> THE TASK: Write out again only the lines running from the one that contains "point: blue sleeve" to the end of the records below, including both the first and the last.

(begin)

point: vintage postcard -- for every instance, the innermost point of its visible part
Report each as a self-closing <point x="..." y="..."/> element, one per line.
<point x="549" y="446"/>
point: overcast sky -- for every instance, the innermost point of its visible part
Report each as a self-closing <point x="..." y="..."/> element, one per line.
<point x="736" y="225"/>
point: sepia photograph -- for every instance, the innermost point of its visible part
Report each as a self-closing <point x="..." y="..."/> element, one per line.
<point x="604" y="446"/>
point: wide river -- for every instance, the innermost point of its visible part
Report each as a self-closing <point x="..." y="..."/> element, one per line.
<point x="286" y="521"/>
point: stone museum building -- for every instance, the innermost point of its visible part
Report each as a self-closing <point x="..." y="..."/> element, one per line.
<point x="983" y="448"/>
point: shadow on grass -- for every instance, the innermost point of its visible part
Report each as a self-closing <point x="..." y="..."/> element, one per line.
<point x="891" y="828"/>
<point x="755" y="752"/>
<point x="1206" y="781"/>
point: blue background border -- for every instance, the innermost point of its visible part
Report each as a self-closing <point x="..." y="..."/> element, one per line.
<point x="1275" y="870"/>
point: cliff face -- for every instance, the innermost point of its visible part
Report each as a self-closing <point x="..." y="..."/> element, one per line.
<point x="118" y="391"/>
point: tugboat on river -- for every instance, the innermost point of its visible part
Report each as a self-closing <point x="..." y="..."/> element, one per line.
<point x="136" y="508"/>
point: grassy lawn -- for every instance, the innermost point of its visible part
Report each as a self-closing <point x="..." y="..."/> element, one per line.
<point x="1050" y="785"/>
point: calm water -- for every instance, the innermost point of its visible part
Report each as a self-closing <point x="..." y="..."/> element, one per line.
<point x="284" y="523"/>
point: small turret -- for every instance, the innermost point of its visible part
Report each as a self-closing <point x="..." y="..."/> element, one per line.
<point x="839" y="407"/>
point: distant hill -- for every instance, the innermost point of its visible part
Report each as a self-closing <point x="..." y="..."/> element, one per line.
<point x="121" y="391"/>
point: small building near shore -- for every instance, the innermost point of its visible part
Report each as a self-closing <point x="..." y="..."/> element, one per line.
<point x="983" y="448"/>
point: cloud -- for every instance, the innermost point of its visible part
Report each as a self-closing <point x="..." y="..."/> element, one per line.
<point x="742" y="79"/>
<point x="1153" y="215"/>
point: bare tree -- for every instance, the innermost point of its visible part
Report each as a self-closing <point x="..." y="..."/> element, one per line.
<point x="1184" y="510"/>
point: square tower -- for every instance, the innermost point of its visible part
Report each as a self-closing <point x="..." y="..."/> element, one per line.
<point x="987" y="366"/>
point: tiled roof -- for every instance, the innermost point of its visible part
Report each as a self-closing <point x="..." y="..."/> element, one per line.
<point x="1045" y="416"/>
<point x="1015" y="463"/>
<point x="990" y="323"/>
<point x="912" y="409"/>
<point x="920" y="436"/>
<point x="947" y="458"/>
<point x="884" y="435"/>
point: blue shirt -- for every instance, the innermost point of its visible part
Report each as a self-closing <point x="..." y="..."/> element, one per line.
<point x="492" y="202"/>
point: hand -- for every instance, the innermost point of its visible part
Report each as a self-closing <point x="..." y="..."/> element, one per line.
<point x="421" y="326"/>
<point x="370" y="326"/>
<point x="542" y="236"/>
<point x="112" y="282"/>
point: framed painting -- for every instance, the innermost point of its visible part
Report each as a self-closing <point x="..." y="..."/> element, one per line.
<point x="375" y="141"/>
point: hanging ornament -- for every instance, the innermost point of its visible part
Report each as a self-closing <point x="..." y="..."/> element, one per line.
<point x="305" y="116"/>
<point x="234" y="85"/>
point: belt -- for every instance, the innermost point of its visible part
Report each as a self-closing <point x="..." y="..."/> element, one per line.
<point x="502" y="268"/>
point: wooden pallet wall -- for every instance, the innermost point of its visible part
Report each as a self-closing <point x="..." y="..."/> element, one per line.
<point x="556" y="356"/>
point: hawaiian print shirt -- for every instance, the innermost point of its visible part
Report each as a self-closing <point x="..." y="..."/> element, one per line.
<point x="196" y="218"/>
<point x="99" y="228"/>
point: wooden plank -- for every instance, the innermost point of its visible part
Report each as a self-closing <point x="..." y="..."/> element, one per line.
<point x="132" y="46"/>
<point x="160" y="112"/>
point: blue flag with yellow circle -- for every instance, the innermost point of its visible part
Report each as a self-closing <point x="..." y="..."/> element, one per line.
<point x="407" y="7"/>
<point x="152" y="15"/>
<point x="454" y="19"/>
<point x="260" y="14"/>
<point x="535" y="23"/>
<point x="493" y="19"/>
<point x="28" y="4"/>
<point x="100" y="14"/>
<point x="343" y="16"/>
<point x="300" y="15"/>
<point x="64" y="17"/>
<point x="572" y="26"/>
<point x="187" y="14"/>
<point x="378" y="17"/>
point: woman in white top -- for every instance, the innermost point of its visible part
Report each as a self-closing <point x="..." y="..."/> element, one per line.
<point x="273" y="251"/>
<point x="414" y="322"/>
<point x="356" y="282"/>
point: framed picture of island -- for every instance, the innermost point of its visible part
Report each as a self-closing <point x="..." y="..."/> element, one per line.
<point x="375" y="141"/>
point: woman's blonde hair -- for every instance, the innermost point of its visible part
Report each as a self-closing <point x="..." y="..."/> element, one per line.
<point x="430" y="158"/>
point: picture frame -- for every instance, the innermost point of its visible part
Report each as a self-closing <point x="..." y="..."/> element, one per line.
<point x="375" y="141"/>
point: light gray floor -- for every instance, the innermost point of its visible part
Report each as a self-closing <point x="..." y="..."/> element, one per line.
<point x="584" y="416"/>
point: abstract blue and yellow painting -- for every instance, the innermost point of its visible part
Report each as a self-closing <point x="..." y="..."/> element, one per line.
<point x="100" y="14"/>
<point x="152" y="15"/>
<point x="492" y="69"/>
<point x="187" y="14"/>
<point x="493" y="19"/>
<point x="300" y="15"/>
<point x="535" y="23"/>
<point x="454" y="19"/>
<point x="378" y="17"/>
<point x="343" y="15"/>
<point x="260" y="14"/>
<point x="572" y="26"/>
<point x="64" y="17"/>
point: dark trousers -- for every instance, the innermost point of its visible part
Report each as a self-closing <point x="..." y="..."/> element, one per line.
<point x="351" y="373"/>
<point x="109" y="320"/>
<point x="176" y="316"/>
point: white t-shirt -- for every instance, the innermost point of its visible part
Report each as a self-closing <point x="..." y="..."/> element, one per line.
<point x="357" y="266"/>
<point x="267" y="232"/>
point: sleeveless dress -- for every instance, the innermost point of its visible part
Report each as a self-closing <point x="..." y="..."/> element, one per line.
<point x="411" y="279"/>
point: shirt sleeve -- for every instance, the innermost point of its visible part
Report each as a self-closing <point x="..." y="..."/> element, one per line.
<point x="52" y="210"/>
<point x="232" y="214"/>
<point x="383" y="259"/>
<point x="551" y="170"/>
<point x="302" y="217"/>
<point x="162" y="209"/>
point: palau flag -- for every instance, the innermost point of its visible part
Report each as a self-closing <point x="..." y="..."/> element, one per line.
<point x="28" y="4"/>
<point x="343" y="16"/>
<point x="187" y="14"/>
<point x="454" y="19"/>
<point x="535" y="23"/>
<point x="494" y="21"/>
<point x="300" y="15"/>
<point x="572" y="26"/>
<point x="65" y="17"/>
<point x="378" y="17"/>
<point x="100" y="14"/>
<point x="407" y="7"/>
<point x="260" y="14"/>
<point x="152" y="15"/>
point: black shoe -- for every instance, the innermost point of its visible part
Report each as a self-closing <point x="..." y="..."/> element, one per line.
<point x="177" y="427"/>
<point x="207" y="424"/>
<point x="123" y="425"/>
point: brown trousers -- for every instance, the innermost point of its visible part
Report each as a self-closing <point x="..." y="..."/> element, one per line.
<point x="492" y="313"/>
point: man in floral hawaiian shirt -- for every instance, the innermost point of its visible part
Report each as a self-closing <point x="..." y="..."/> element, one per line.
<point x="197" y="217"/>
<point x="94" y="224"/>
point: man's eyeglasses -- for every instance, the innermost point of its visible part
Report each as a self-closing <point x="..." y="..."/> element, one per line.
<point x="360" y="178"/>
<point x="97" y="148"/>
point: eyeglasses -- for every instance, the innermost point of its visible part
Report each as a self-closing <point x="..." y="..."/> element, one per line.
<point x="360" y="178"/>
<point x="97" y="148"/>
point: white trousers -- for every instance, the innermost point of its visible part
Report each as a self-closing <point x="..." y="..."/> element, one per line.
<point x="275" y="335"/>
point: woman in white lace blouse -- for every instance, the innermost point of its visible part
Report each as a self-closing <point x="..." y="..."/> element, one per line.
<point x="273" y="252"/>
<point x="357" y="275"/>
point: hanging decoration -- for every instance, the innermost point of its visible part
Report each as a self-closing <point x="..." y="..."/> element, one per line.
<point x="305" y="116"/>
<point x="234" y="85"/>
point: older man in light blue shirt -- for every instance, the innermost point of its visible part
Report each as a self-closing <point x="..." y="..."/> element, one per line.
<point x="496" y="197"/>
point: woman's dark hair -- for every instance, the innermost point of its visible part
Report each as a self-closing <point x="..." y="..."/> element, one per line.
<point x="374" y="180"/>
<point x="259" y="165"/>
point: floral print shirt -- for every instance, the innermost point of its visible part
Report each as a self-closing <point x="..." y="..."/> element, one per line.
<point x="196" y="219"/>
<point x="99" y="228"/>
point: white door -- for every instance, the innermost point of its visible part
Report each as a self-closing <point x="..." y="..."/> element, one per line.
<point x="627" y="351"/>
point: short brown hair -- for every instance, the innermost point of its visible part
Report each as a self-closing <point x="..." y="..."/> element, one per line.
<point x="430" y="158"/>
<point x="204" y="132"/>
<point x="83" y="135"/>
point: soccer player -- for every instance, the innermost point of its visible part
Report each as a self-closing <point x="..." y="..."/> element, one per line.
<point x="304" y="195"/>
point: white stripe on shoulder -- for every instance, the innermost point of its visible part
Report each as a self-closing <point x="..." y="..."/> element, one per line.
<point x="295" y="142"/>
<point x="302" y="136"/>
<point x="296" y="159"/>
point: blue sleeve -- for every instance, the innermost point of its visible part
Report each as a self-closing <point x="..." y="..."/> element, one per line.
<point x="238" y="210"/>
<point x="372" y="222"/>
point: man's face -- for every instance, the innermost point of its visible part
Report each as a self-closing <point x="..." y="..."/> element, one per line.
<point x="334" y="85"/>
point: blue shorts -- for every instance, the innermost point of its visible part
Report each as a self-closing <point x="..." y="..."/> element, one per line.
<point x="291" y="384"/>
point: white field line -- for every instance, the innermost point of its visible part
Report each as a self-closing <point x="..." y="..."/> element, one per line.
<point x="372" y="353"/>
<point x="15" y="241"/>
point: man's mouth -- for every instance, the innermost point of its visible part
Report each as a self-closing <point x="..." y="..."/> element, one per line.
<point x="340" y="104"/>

(end)

> FINISHED TASK:
point: blue sleeve -- for every instance, the innermost point of its visible part
Report each as a self-closing <point x="..." y="..."/> element, one per line.
<point x="238" y="210"/>
<point x="372" y="222"/>
point: man's face -- for every instance, the innermost point of its visible part
Report each as a self-closing <point x="..." y="..."/> element, one per line.
<point x="334" y="85"/>
point: blue shorts -- for every instance, the innermost point of its visible part
Report each as a self-closing <point x="..." y="..."/> element, one per line.
<point x="291" y="384"/>
point: white field line -- for every instance, the innermost point of its visible part
Report each as a self-closing <point x="..." y="..."/> element, one per line.
<point x="372" y="353"/>
<point x="15" y="241"/>
point: man's mouth -- for every instance, the innermost point of its visible part
Report each as a self-closing <point x="..." y="..."/> element, one per line.
<point x="340" y="104"/>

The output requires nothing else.